**WORK REQUEST**
Every entry must be given again exactly.

[Opening SOURCE RECORDS section]

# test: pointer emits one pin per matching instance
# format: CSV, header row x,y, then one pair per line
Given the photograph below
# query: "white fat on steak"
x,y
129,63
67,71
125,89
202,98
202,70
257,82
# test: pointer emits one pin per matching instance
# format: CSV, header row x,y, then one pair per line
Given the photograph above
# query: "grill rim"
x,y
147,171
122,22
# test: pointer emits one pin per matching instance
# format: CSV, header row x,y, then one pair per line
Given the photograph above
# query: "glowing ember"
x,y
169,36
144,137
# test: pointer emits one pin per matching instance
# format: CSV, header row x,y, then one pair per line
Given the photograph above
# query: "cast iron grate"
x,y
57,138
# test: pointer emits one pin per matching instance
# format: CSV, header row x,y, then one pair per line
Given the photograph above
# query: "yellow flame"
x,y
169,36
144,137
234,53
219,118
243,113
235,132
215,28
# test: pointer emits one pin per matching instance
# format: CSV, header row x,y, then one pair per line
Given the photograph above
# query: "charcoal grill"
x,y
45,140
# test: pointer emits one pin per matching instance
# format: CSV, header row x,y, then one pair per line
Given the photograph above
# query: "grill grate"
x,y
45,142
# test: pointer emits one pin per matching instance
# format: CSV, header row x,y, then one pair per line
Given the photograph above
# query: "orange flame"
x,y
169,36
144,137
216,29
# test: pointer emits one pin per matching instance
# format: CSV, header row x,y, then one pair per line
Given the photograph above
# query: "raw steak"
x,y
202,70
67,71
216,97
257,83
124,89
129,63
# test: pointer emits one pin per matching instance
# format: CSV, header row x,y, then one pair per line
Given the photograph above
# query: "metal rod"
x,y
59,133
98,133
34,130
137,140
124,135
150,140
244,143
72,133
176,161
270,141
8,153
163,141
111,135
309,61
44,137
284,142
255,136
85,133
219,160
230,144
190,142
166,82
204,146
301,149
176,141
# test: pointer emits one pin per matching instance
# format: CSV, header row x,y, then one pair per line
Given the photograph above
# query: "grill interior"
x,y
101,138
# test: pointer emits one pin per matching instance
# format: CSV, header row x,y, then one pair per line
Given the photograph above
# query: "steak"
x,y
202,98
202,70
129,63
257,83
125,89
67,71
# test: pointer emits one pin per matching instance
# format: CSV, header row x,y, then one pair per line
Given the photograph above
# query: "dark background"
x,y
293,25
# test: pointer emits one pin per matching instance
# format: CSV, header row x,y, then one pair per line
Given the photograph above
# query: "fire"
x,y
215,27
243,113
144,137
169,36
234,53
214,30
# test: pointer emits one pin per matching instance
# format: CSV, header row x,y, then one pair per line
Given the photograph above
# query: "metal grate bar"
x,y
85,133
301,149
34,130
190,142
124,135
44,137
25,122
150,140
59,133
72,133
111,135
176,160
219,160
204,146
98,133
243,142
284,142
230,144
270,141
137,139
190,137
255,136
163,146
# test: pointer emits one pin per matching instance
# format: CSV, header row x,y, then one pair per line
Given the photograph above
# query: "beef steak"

[Closing SOURCE RECORDS section]

**RESPONSE FOR THIS EXERCISE**
# test: pointer emits one pin per matching instance
# format: CSV, header row x,y, then one pair per line
Given the photograph below
# query: "white fat on steak"
x,y
129,63
67,71
125,89
202,98
202,70
257,82
# test: pointer emits one pin per matching instance
# format: CSV, header row x,y, then one pair per line
Given the photograph above
# query: "grill rim"
x,y
147,171
122,22
# test: pointer emits one pin per matching instance
# format: CSV, header row x,y, then one pair per line
Given the photograph above
# query: "glowing ember"
x,y
169,36
144,137
# test: pointer emits one pin per matching instance
# format: CSV, header row x,y, then one pair per line
Given the photograph above
# query: "cast iron grate"
x,y
57,138
# test: pointer emits one pin per matching instance
# format: CSV, header row x,y, then one pair per line
Given the photograph above
# query: "yellow flame"
x,y
169,36
144,137
234,53
219,118
243,113
235,132
215,28
# test: pointer emits one pin per matching instance
# format: CSV, header row x,y, then one pair per line
Given the photograph above
# query: "charcoal grill"
x,y
45,140
# test: pointer emits one pin per matching instance
# format: CSV, header row x,y, then one pair per line
Given the photograph above
# query: "grill grate"
x,y
45,142
# test: pointer emits one pin per matching instance
# format: CSV, header row x,y, then one pair per line
Given the photograph above
# query: "orange flame"
x,y
169,36
144,137
216,29
# test: pointer emits one pin per matching instance
# format: CSV, header row x,y, then one pair per line
Given the photograph above
# query: "raw steak"
x,y
202,70
67,71
216,97
257,83
124,89
129,63
# test: pointer emits one pin per matching instance
# format: CSV, header row x,y, then one pair per line
Given the photograph above
# query: "metal rod"
x,y
59,133
98,133
34,130
137,140
124,135
150,140
244,143
72,133
176,161
270,141
8,153
163,141
111,135
309,61
44,137
284,142
255,136
85,133
219,160
230,144
190,142
166,82
204,146
301,149
176,141
# test: pointer emits one pin per matching instance
# format: CSV, header row x,y, then one pair per line
Given the photograph above
# query: "grill interior"
x,y
101,138
# test: pointer emits one pin per matching instance
# format: CSV, header row x,y, then one pair per line
Given the photograph above
# query: "steak"
x,y
202,98
202,70
129,63
257,83
125,89
67,71
# test: pointer emits one pin per matching instance
# format: CSV, header row x,y, then one pair per line
Given the photograph above
# query: "dark background"
x,y
293,25
# test: pointer emits one pin per matching instance
# format: CSV, header row x,y, then one pair per line
Given the photograph above
# query: "fire"
x,y
215,27
243,113
144,137
169,36
234,53
214,30
# test: pointer emits one pin per matching instance
# format: CSV, header row x,y, then one pair per line
Given the photograph above
# query: "metal grate bar"
x,y
85,133
301,149
34,130
190,142
124,135
44,137
25,122
150,140
59,133
72,133
111,135
176,160
219,160
204,146
98,133
243,142
284,142
230,144
270,141
137,139
190,137
255,136
163,146
# test: pointer emits one pin per matching instance
# format: CSV, header row x,y, then one pair per line
Given the photograph above
# query: "beef steak"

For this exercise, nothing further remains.